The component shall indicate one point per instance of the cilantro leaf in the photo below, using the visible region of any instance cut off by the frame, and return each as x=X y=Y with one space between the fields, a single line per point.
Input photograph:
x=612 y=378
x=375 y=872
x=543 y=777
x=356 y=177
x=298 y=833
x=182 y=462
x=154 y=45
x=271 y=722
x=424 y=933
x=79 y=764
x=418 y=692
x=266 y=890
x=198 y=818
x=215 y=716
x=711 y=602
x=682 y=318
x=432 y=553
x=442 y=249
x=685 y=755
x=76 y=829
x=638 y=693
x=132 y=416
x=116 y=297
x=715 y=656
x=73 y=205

# # # # # # #

◆ **WHAT TO DO**: Could you put the lines from the first one through the line containing "x=612 y=378", both included, into a two-column CSV headed instruction and response, with one row per item giving its text under instruction and its answer under response? Wrap each field in quotation marks and replace any line breaks inside a field with spaces.

◆ **WRITTEN REPLY**:
instruction,response
"The component shall indicate one point per instance of the cilantro leaf in the photo below, using the visible region of any instance cut off by the frame, and return each as x=X y=Y with one space between the fields, a single line per point. Input photograph:","x=612 y=378"